Report each line in the items below that contains the word "rock", copying every such line in full.

**Supplied material:**

## begin

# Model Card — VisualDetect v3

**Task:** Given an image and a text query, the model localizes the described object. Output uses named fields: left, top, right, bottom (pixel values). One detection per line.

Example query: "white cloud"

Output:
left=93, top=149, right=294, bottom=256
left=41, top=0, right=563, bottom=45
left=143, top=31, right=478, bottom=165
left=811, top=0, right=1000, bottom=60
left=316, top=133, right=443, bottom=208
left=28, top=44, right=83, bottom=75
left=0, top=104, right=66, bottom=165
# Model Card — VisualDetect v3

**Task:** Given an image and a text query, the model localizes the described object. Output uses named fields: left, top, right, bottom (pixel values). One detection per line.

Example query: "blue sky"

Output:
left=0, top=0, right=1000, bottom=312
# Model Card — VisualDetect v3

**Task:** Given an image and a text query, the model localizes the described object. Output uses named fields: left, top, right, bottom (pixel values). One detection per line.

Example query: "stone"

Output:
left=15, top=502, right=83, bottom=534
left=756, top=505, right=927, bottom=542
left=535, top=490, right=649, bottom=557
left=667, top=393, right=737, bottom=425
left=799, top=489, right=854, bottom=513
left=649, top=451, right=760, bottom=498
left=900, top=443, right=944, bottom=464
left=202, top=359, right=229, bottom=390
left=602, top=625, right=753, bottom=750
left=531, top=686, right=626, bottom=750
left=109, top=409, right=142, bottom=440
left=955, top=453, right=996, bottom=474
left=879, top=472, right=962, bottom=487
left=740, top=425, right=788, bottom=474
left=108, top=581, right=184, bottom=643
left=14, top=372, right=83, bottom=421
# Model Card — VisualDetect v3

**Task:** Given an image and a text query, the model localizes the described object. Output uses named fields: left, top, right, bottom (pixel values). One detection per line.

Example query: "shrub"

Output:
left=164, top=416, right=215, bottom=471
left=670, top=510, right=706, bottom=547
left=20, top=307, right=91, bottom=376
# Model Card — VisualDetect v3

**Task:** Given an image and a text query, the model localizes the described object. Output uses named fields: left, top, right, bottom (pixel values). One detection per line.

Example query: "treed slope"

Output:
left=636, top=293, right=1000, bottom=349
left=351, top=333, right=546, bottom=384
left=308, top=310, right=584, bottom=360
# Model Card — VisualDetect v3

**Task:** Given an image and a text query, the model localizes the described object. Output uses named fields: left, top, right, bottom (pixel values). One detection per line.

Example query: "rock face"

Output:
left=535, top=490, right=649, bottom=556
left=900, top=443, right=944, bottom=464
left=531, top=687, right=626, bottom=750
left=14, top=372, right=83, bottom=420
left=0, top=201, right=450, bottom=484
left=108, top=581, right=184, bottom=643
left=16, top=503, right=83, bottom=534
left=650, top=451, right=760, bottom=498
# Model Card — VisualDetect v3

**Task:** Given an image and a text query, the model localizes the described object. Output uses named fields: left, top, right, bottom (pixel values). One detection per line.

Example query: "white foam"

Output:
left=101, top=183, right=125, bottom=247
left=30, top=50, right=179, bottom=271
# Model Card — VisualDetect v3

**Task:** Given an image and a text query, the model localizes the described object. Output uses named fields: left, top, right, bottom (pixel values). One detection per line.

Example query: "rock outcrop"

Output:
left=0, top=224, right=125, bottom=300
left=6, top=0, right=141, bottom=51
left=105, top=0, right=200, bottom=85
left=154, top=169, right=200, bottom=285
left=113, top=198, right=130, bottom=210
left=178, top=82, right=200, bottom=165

## end

**Reply:**
Example query: "rock face"
Example query: "rock outcrop"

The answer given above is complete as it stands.